#### [Exercise details]
Copy out every record precisely.

#### [Input]

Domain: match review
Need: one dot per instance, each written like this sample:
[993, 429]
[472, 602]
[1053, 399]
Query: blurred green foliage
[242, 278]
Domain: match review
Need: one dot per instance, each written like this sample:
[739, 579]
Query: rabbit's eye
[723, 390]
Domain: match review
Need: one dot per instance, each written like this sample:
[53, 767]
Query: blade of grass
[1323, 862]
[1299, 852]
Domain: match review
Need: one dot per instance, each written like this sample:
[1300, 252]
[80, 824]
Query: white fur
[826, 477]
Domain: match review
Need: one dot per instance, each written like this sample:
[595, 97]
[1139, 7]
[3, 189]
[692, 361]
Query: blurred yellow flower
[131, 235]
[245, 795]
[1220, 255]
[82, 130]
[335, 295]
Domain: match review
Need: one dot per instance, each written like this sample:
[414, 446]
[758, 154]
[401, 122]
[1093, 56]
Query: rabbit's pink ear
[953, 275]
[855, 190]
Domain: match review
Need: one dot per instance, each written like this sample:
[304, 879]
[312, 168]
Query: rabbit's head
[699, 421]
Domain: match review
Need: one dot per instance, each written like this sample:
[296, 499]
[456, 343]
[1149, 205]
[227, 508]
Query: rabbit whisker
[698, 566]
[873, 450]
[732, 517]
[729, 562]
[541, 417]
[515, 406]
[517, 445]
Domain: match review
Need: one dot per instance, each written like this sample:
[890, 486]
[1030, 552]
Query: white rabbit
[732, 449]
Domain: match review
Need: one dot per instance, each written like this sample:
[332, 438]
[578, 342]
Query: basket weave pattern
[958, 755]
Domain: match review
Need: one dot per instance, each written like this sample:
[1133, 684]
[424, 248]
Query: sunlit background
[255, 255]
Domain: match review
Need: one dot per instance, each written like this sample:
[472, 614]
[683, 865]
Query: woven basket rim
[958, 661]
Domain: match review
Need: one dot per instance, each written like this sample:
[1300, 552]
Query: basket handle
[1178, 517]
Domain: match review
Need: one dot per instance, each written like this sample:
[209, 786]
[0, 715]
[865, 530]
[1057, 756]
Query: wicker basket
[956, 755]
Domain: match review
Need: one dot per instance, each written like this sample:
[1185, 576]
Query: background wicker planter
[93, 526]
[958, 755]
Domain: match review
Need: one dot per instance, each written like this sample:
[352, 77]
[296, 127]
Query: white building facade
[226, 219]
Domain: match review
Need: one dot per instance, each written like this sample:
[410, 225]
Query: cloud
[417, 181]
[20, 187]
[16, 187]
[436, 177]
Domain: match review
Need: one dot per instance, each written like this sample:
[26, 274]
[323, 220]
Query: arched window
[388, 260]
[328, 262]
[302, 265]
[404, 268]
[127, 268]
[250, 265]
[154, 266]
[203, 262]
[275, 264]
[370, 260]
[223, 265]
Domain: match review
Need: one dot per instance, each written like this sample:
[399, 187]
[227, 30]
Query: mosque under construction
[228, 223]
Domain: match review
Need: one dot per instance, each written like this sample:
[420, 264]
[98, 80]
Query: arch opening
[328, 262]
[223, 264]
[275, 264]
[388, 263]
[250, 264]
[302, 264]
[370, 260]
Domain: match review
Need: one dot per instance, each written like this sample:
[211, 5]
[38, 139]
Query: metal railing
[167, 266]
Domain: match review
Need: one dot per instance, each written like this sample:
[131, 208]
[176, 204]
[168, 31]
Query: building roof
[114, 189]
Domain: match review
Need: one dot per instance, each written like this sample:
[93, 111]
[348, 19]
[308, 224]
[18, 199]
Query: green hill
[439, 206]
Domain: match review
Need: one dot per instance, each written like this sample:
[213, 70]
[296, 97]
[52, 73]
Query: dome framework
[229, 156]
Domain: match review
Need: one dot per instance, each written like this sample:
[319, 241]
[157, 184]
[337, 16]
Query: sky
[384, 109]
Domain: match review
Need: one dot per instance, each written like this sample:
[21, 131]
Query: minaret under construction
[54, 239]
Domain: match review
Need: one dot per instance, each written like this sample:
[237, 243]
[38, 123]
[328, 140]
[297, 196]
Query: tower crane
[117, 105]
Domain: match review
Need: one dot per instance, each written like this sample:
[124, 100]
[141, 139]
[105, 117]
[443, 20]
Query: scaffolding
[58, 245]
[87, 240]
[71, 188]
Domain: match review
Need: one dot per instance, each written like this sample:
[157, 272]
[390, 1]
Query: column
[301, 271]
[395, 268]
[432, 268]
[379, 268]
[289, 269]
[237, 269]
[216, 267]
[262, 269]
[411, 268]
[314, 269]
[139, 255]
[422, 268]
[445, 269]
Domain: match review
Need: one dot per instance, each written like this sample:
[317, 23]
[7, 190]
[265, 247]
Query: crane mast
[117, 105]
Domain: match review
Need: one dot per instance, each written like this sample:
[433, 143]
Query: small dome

#### [Exercise response]
Domain: match review
Need: one dot per instance, each written like this sample:
[993, 429]
[472, 602]
[1053, 399]
Query: blurred green foliage
[242, 278]
Domain: match review
Need: one dot per instance, each written like this sample:
[739, 579]
Query: rabbit's eye
[723, 390]
Domain: match review
Need: one dot per instance, each written like this sample:
[53, 767]
Query: blade of grass
[1323, 862]
[1299, 852]
Domain: match review
Need: one dot per instance, each written like this sample:
[1300, 252]
[80, 824]
Query: white fur
[826, 477]
Domain: match review
Need: one dot per instance, each written like this sample:
[595, 97]
[1139, 7]
[3, 189]
[692, 361]
Query: blurred yellow flower
[131, 235]
[245, 795]
[1220, 255]
[82, 130]
[335, 295]
Domain: match review
Need: one dot per instance, each written like this sample:
[414, 446]
[758, 154]
[401, 122]
[1093, 56]
Query: rabbit's pink ear
[953, 275]
[855, 190]
Domain: match review
Need: one dot per instance, each written like this sample:
[304, 879]
[312, 168]
Query: rabbit's head
[699, 421]
Domain: match review
Need: one dot per instance, each written like this sample:
[296, 499]
[456, 343]
[1149, 205]
[227, 508]
Query: rabbit whisker
[698, 566]
[873, 450]
[732, 517]
[729, 562]
[541, 417]
[515, 406]
[517, 445]
Domain: match review
Need: one dot per instance, each written like this sample:
[890, 486]
[1030, 552]
Query: white rabbit
[732, 449]
Domain: match review
Need: one dot per instance, each written like this sample:
[332, 438]
[578, 342]
Query: basket weave pattern
[958, 755]
Domain: match review
Need: one dot per instance, each written like this sample:
[1133, 684]
[424, 248]
Query: sunlit background
[255, 255]
Domain: match review
Need: one dot per instance, each written like this sample:
[472, 614]
[683, 865]
Query: woven basket rim
[958, 661]
Domain: match review
Need: one dot per instance, each written like this sample:
[1300, 552]
Query: basket handle
[1178, 517]
Domain: match review
Need: one dot per instance, each written like this sample:
[209, 786]
[0, 715]
[865, 530]
[1057, 756]
Query: wicker basket
[956, 755]
Domain: match review
Need: one dot per instance, each written like this sample:
[1185, 576]
Query: background wicker planter
[93, 526]
[958, 755]
Domain: match review
Need: one dot per instance, each written like this sample:
[352, 77]
[296, 127]
Query: white building facade
[226, 219]
Domain: match review
Need: one dot per instance, each written like this sample:
[410, 225]
Query: cloud
[417, 181]
[20, 187]
[16, 187]
[436, 177]
Domain: match review
Need: one dot per instance, each written like this sample:
[26, 274]
[323, 220]
Query: arched window
[388, 260]
[328, 262]
[302, 265]
[404, 268]
[127, 268]
[250, 265]
[154, 266]
[203, 262]
[275, 264]
[370, 260]
[223, 265]
Domain: match review
Need: one dot per instance, each written like this sample:
[399, 187]
[227, 30]
Query: mosque under construction
[228, 223]
Domain: match review
Need: one dot per instance, each written like this sample:
[420, 264]
[98, 80]
Query: arch opening
[328, 262]
[223, 264]
[275, 264]
[388, 263]
[250, 264]
[302, 264]
[370, 260]
Domain: match review
Need: one dot per instance, each written like this sample:
[211, 5]
[38, 139]
Query: metal railing
[167, 266]
Domain: match review
Need: one dot per instance, each written like this sample:
[131, 208]
[176, 204]
[168, 31]
Query: building roof
[114, 189]
Domain: match review
Need: one dot per instance, each written like this sample:
[93, 111]
[348, 19]
[308, 224]
[18, 199]
Query: green hill
[439, 206]
Domain: match review
Need: one dot per instance, each written like this sample:
[213, 70]
[296, 97]
[52, 73]
Query: dome framework
[229, 156]
Domain: match review
Need: one dot per instance, each written like this sample:
[319, 241]
[157, 184]
[337, 16]
Query: sky
[384, 109]
Domain: match review
Need: one dot per instance, each written like this sample:
[21, 131]
Query: minaret under construction
[54, 239]
Domain: match review
Need: one dot per instance, each written like this sample:
[237, 243]
[38, 123]
[328, 140]
[297, 196]
Query: tower crane
[117, 105]
Domain: match review
Need: one dot per instance, each written like this sample:
[124, 100]
[141, 139]
[105, 117]
[443, 20]
Query: scaffolding
[58, 245]
[87, 240]
[71, 188]
Domain: match review
Need: one dot per instance, each written like this sample:
[157, 272]
[390, 1]
Query: column
[301, 271]
[395, 268]
[432, 268]
[379, 268]
[289, 269]
[237, 269]
[216, 267]
[262, 269]
[411, 268]
[314, 269]
[139, 255]
[422, 268]
[445, 269]
Domain: match review
Need: one dot per instance, each written like this sample:
[317, 23]
[7, 190]
[265, 247]
Query: crane mast
[117, 105]
Domain: match review
Need: one dot per instance, each written like this sample:
[433, 143]
Query: small dome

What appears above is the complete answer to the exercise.